** DATA FOR ANALYSIS **
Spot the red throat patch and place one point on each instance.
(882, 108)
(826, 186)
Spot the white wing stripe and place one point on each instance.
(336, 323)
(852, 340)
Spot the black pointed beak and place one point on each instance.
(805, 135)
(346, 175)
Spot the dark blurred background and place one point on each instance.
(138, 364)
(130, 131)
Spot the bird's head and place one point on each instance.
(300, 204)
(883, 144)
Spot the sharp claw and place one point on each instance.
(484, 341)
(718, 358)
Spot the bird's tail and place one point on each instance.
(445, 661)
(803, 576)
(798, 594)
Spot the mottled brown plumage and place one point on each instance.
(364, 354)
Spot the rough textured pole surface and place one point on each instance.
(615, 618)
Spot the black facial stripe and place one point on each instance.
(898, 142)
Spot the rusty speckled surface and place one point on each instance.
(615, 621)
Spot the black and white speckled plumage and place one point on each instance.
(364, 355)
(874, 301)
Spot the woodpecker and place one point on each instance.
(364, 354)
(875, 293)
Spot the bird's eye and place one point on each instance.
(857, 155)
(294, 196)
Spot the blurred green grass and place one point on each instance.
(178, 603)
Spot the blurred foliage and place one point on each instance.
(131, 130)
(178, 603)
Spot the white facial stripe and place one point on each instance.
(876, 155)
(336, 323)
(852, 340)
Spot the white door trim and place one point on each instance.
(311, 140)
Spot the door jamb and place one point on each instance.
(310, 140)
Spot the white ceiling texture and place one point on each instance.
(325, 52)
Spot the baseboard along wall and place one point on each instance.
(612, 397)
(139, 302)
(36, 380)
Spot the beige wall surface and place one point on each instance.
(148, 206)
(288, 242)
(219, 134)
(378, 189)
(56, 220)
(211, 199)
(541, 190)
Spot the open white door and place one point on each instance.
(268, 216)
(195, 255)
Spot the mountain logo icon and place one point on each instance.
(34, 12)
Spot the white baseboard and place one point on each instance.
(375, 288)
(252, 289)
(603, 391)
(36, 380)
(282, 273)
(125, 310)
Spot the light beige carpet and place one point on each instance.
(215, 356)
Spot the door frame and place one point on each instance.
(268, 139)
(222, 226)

** REQUIRED WORK **
Everything from the line that contains "Spot the white ceiling" to the last line of the records, restated word for word, is the required output.

** ANSWER BOX **
Spot the white ceiling texture and place one point on each instance.
(325, 52)
Spot the baseboard along wall and place one point on each instance.
(612, 397)
(139, 302)
(36, 380)
Spot the beige wall surface and place one point on each instance.
(148, 206)
(288, 242)
(219, 134)
(378, 189)
(56, 220)
(211, 199)
(541, 190)
Spot the open white door and place one point on each instance.
(268, 216)
(195, 255)
Spot the mountain logo icon and place one point on each instance.
(34, 12)
Spot the white baseboard and place one point on each instance.
(375, 288)
(252, 289)
(603, 391)
(36, 380)
(282, 273)
(125, 310)
Spot the light beige carpet and place one point on each instance.
(215, 356)
Spot the door frame and place one point on each instance.
(268, 139)
(222, 226)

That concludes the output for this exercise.